▶ [Reading passage]:
Earlier this week I was asked what I think about the upswing in the trend of church mergers. I first responded with a question of my own:Do you want the real answer or the nice one? To his credit he asked for the real one and I gave it. You didn’t ask, but here is my real answer…
“Merger” is a business term where two separate corporations consolidate all their assets to form one single and larger organization. Usually, this strategy is driven by greed–for money, influence and greater control of a market.
I mentioned to him that this is actually a symptom of a very serious affliction in the kingdom of God–the view of church as a business. The thinking behind a merger is that the church is a business with assets, employees, a board of directors and a commodity it offers to its constituents. This understanding of church is so prevalent that I imagine right now many are reading that last sentence and thinking it is a true description of what their church is today. Friends, that is how far removed we are from the New Testament.
Delving further into a false paradigm in an attempt to do it better is a bad idea. Why would you want to do something wrong better? I believe many of the new trends in church are just that. Franchising your church brand via multisite is a similar idea. Oops, sorry I just offended a bunch of my friends, didn’t I?
But seriously, the idea of multisite is that we have a single church that meets in different locations. Some claim that this is very much like the New Testament. Yeah, that is very New Testament, in fact that is the body of Christ in general, isn’t it? “One body…one Lord, one faith one baptism…”
But multisite carries more to it than this. It puts a single brand on the church, usually tied to a dynamic teacher or methodology (usually it’s the teacher) and appeals to Christians as consumers looking for that brand of worship service. Sometimes they offer the same preacher but with a different style of music to appeal to a variety of consumers. This again is a symptom of a bigger problem–our view of church is screwed up. In many ways, this is a microcosm of denominationalism which brands a certain form of church and functions as a corporation. Of course denominationalism is not biblical either. Wherever competition exists for a market share we are in business not Kingdom work, and I’m afraid much of what is taking place today is more of the latter than the former.

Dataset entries
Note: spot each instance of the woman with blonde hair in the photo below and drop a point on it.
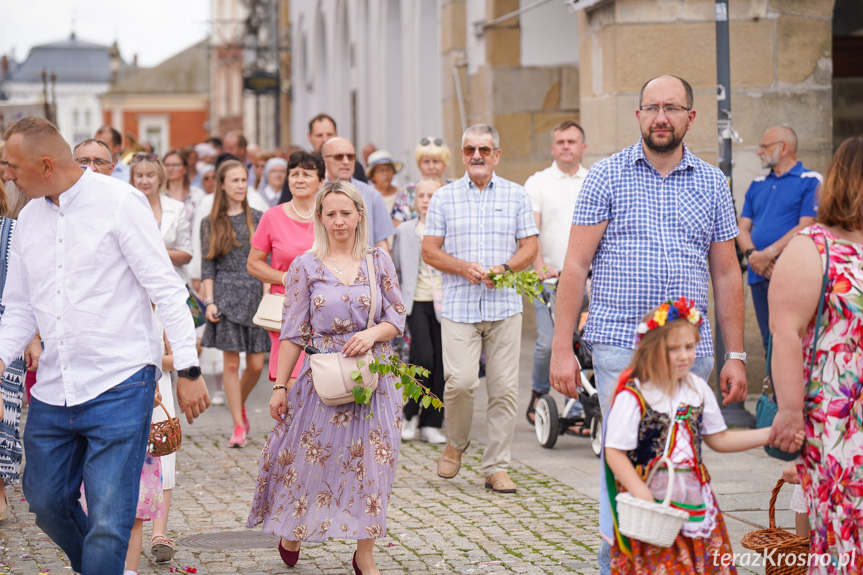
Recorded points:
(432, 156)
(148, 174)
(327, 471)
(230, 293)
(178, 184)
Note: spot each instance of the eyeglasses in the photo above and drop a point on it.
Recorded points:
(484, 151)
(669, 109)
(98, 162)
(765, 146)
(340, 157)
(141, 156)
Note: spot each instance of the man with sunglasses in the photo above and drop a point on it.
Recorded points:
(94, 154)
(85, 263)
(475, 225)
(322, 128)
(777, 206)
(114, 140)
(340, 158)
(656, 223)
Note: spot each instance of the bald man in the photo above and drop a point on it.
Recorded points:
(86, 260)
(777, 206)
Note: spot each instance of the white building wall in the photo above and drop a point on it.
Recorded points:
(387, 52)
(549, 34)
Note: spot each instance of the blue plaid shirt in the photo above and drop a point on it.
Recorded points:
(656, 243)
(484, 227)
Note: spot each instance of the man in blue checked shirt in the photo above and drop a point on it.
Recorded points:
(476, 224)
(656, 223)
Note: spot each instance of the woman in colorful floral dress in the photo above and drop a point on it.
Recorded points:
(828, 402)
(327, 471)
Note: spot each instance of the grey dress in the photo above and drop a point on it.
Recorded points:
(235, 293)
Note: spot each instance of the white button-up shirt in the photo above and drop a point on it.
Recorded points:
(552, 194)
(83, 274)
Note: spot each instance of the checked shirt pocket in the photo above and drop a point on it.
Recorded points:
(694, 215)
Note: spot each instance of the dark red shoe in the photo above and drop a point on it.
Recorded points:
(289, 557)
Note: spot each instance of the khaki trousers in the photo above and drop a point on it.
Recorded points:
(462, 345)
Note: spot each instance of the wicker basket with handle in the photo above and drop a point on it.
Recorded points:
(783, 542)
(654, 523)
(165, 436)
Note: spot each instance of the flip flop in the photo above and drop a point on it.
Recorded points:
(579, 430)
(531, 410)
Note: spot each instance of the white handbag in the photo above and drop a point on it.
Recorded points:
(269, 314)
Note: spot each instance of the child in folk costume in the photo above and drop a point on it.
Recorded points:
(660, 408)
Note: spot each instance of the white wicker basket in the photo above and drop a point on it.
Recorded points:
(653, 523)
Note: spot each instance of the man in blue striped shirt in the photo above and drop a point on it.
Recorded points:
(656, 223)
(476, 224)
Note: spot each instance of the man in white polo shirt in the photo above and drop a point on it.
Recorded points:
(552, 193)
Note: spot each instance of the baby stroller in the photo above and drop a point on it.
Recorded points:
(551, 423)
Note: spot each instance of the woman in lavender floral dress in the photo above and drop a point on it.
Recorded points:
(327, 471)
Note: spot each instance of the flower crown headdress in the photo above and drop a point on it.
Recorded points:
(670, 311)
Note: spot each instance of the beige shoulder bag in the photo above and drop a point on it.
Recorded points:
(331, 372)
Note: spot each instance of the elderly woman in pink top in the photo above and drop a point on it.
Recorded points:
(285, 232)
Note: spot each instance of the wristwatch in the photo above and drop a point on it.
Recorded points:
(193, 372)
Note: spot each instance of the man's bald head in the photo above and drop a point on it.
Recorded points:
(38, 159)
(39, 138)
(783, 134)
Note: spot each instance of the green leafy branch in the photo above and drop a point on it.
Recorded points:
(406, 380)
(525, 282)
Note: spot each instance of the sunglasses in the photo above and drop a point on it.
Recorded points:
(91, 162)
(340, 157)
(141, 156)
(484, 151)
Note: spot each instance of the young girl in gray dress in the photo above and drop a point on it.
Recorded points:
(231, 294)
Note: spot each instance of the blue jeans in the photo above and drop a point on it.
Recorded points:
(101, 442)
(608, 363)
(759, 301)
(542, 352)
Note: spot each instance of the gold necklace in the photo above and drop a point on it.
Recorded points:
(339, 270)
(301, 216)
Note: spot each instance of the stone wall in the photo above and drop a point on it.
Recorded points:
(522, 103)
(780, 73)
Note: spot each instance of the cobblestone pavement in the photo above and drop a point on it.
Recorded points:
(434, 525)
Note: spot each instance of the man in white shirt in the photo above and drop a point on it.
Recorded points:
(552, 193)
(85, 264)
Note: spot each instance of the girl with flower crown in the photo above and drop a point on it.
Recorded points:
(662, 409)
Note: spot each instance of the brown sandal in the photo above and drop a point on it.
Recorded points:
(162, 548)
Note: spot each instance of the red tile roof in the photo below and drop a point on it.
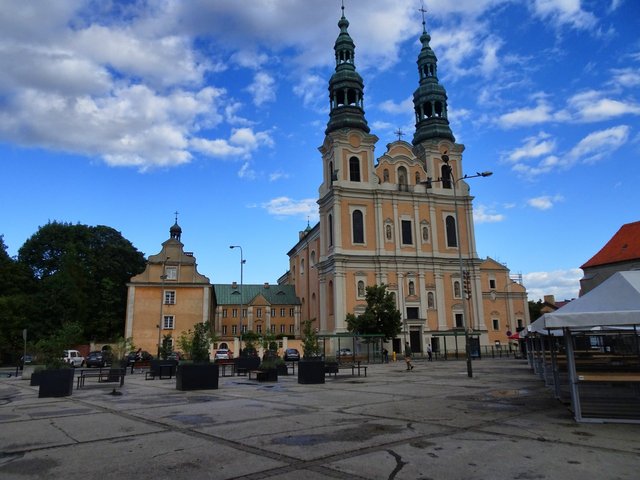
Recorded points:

▶ [Work task A]: In the post on church mergers, why does the author call the trend of mergers a symptom of a serious affliction?
▶ [Work task B]: How would you put this sentence from the post on church mergers into Spanish: "Delving further into a false paradigm in an attempt to do it better is a bad idea."?

▶ [Exercise result A]: The author says the thinking behind a merger treats the church as a business, with assets, employees, a board of directors and a commodity offered to its constituents. That view of church is the affliction. In the author's view, it shows how far removed churches are from the New Testament.

▶ [Exercise result B]: Profundizar aún más en un paradigma falso en un intento de hacerlo mejor es una mala idea.